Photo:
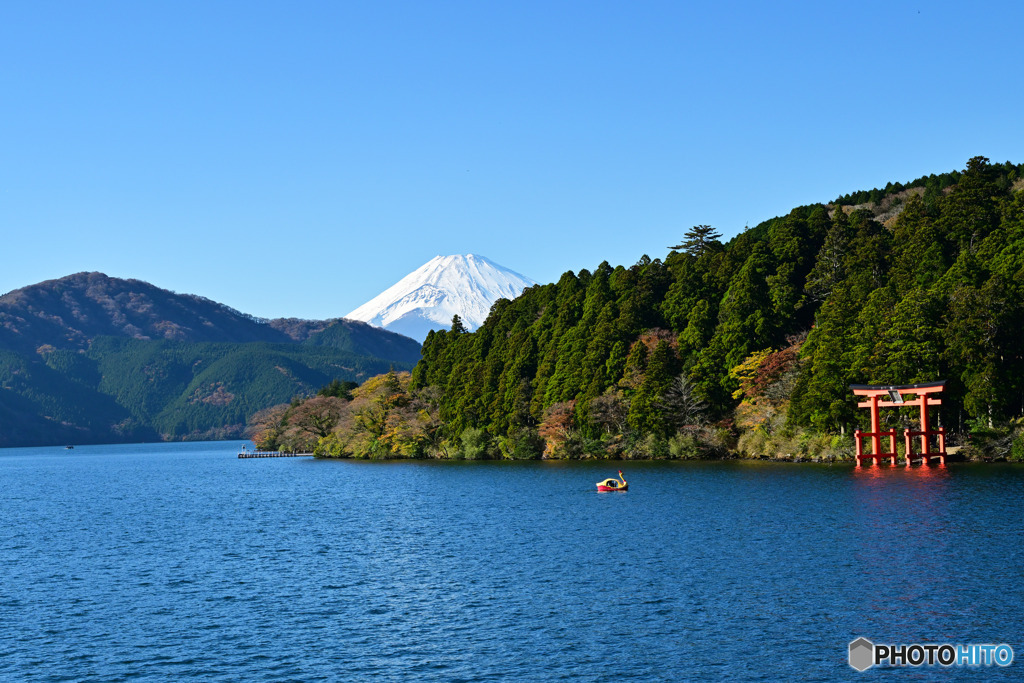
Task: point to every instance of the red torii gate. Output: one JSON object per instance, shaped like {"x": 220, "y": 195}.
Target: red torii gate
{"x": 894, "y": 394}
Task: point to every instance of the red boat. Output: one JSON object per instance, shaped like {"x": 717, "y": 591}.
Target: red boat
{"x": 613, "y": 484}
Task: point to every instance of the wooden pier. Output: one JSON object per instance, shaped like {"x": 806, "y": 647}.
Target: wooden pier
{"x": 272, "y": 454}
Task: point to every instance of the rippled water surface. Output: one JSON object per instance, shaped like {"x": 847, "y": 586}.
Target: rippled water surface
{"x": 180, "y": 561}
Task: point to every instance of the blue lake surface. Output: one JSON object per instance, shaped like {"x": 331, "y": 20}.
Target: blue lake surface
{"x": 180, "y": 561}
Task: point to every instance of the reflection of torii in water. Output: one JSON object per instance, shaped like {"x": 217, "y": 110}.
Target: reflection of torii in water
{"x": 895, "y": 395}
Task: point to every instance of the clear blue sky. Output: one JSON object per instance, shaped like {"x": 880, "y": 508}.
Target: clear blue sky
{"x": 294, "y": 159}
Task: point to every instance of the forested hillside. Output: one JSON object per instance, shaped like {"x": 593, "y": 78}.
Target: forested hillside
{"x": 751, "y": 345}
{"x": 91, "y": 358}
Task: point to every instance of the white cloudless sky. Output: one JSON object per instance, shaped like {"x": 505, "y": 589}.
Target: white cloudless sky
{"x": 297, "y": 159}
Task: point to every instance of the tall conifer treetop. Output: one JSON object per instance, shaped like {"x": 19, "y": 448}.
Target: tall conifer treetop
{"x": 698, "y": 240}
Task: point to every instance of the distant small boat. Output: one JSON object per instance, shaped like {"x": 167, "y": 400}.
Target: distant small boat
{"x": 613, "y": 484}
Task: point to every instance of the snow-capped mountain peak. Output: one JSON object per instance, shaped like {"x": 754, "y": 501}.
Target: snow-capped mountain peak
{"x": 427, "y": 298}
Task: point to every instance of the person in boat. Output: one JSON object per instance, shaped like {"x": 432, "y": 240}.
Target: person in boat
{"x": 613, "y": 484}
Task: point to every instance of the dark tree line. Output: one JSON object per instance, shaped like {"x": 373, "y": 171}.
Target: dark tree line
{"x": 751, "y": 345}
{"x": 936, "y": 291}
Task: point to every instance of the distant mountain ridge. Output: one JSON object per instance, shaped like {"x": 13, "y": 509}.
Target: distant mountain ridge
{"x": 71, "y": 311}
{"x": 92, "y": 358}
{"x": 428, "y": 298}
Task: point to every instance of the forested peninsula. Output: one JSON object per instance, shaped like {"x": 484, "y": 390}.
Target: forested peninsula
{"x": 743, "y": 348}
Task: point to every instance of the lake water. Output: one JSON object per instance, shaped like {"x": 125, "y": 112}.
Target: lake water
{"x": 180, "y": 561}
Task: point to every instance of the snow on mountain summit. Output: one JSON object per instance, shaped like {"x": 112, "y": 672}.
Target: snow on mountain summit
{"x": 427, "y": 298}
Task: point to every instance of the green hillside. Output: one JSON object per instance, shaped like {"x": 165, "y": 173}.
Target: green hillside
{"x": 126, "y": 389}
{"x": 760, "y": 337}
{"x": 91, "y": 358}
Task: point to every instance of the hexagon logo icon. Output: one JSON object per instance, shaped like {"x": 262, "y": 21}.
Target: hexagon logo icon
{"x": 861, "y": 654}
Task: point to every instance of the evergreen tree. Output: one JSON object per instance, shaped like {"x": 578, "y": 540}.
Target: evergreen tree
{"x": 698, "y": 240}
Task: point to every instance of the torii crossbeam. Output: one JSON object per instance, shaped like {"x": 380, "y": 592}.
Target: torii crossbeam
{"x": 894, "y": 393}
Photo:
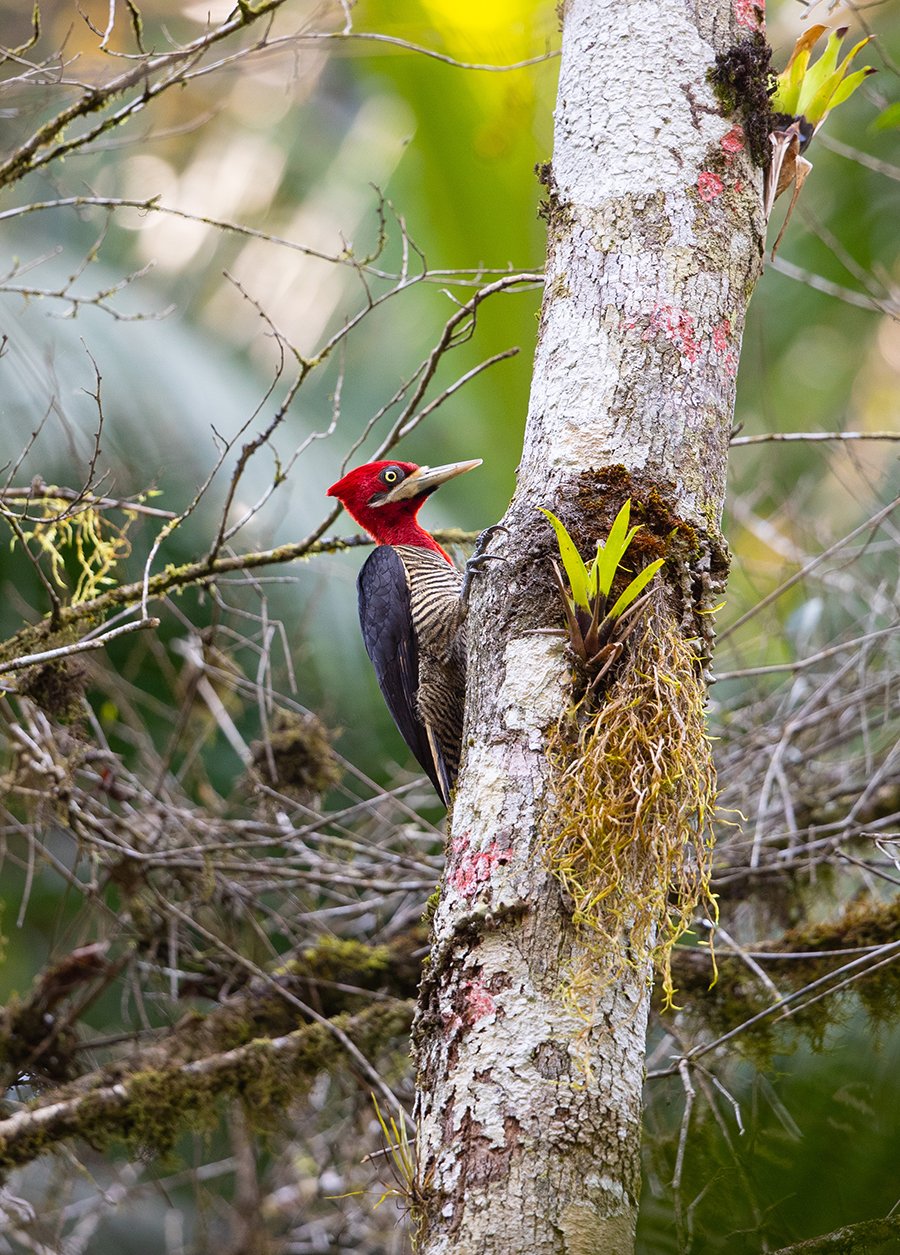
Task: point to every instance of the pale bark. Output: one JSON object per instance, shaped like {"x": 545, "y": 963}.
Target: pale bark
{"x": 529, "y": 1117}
--------
PROBLEM TO WORK ON:
Make an exact copy of the lines above, starting at the line that contains "Task: point to every instance of the hexagon" and running through the final line of the entries. Omit the pictures.

RESULT OF THE EXERCISE:
Task: point to every instance of the hexagon logo icon. Output: one JSON object per instance, shaped like {"x": 262, "y": 21}.
Target: hexagon logo icon
{"x": 861, "y": 654}
Task: point to every instance of the evergreen tree. Output: one JSON object per instance, shaped like {"x": 578, "y": 540}.
Target: evergreen tree
{"x": 698, "y": 240}
Task: point to every instance of the torii crossbeam. Output: one JSON object per instance, shaped like {"x": 380, "y": 592}.
Target: torii crossbeam
{"x": 894, "y": 393}
Photo:
Task: point to every instance of the pale bark. Output: one JSON object per instance, shaped like {"x": 545, "y": 963}.
Target: pale bark
{"x": 529, "y": 1117}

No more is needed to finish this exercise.